> [DATA EXTRACT]:
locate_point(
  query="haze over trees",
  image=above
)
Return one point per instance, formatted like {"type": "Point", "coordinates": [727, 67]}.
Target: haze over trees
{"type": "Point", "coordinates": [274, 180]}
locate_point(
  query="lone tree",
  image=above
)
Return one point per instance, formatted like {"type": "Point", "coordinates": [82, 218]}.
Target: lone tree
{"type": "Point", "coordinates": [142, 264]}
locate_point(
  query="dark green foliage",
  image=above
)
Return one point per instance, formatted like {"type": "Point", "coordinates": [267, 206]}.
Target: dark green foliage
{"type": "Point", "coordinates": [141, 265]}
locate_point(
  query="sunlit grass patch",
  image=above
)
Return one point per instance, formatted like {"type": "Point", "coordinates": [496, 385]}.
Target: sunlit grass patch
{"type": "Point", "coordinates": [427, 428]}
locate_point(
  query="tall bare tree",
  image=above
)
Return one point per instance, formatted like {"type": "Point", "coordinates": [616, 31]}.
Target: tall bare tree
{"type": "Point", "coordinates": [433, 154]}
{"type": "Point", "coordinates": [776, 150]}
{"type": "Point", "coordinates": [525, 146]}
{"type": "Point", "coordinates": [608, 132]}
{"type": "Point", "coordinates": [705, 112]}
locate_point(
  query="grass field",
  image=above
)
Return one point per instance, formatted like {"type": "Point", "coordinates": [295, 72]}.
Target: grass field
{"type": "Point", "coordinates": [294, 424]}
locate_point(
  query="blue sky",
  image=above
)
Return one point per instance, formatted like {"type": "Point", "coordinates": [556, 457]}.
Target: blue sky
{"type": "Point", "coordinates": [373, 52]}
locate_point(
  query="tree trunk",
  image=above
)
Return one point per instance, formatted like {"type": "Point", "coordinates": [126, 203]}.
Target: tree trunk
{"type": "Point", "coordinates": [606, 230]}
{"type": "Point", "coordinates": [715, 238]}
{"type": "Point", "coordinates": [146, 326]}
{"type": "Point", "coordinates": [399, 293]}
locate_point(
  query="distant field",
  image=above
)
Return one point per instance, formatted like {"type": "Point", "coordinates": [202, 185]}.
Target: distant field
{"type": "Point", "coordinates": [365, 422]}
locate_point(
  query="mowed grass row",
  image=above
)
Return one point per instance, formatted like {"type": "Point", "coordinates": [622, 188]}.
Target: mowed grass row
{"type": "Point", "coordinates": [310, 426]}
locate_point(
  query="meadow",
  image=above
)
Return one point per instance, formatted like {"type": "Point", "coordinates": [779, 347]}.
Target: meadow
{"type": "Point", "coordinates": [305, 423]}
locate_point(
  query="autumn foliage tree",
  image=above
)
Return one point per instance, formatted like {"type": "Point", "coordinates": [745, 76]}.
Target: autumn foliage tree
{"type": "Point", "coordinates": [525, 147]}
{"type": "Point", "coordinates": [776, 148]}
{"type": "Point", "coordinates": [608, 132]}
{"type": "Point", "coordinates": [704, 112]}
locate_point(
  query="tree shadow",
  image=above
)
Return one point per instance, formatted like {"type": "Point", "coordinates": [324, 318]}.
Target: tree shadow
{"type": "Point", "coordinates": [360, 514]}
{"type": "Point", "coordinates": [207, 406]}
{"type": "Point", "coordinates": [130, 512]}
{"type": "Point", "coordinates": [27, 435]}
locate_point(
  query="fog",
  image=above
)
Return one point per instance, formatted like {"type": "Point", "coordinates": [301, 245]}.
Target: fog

> [TASK GOAL]:
Pull out every line of the data above that contains the string "mowed", treating uppercase and lowercase letters as distinct.

> [SOLUTION FOR THIS EXERCISE]:
  query="mowed grass row",
Target: mowed grass row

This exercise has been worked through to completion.